Na oplossing van de crisis regeerde het kabinet nog tot december 1907. Toen verwierp de Tweede Kamer7 de begroting van Oorlog voor 1908 en kwam het kabinet definitief ten val.

Handelingen Eerste Kamer 1906/07, blz. 288-338

 

Meer over

  • kabinetscrisis8

  • 1. 
    De Eerste Kamer is deel van de volksvertegenwoordiging en heeft met name een rol op wetgevend gebied. Over een wetsvoorstel moet, als de Tweede Kamer het heeft aangenomen, ook door de Eerste Kamer worden gestemd. De Eerste Kamer kan een wetsvoorstel nog tegenhouden.
     
  • 2. 
    Dit door Goeman Borgesius geformeerde liberale minderheidskabinet werd geleid door de Unie-liberaal De Meester. Hij was een vroegere vicepresident van de Raad voor Nederlandsch-Indiė; na de Gouverneur-Generaal de hoogste gezagsdrager in Indiė. Het kabinet bestond uit Unie-liberale en vrijzinnig-democratische ministers, alsmede twee partijlozen en beschikte in geen van beide Kamers over een meerderheid.
     
  • 3.
——————————
*PROBLEEMBESCHRIJVING*
Neem alles van "De Eerste Kamer is" tot en met "wetsvoorstel nog tegenhouden." uit de tekst over de kabinetscrisis opnieuw over. Vervang daarbij "wetsvoorstel" overal door "wetsontwerp".
——————————
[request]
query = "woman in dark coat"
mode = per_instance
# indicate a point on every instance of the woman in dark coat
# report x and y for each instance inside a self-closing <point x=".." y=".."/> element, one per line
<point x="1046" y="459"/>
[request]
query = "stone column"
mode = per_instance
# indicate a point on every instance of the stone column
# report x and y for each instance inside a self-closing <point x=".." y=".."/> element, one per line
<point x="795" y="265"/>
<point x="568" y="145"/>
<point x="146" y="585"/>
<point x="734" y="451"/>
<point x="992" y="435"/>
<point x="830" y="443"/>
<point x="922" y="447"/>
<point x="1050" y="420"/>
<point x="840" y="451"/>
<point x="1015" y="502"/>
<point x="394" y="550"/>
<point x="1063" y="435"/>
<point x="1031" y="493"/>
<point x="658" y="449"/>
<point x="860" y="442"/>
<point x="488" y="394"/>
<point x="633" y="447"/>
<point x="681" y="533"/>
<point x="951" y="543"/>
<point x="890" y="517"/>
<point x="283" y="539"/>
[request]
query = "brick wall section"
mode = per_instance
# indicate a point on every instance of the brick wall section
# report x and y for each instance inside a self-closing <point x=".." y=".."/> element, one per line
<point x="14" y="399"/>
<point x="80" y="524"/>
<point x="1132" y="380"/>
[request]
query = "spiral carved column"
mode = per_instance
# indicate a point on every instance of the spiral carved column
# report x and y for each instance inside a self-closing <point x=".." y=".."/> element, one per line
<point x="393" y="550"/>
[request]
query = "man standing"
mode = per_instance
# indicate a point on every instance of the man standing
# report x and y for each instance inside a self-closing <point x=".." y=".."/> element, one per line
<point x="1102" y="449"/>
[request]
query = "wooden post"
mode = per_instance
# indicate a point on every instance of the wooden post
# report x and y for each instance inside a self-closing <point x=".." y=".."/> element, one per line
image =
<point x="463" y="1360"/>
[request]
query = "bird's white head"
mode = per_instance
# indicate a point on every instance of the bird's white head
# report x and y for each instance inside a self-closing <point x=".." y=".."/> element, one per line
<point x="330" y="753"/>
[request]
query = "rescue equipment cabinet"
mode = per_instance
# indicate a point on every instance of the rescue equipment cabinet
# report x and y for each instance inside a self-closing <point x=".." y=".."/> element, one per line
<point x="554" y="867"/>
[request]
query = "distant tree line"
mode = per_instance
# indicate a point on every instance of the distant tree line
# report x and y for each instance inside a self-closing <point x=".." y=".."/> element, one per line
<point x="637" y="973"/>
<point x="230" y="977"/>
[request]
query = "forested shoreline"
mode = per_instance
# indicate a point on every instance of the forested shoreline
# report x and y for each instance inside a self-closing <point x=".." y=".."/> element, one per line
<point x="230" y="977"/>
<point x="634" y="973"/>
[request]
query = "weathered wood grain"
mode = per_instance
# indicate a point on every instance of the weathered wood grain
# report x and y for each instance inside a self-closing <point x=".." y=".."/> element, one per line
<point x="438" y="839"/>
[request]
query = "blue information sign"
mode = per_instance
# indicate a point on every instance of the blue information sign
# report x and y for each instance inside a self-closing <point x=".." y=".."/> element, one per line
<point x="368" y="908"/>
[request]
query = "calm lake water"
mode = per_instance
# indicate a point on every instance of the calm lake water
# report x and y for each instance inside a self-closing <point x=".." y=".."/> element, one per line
——————————
*OPLOSSING*
De Eerste Kamer is deel van de volksvertegenwoordiging en heeft met name een rol op wetgevend gebied. Over een wetsontwerp moet, als de Tweede Kamer het heeft aangenomen, ook door de Eerste Kamer worden gestemd. De Eerste Kamer kan een wetsontwerp nog tegenhouden.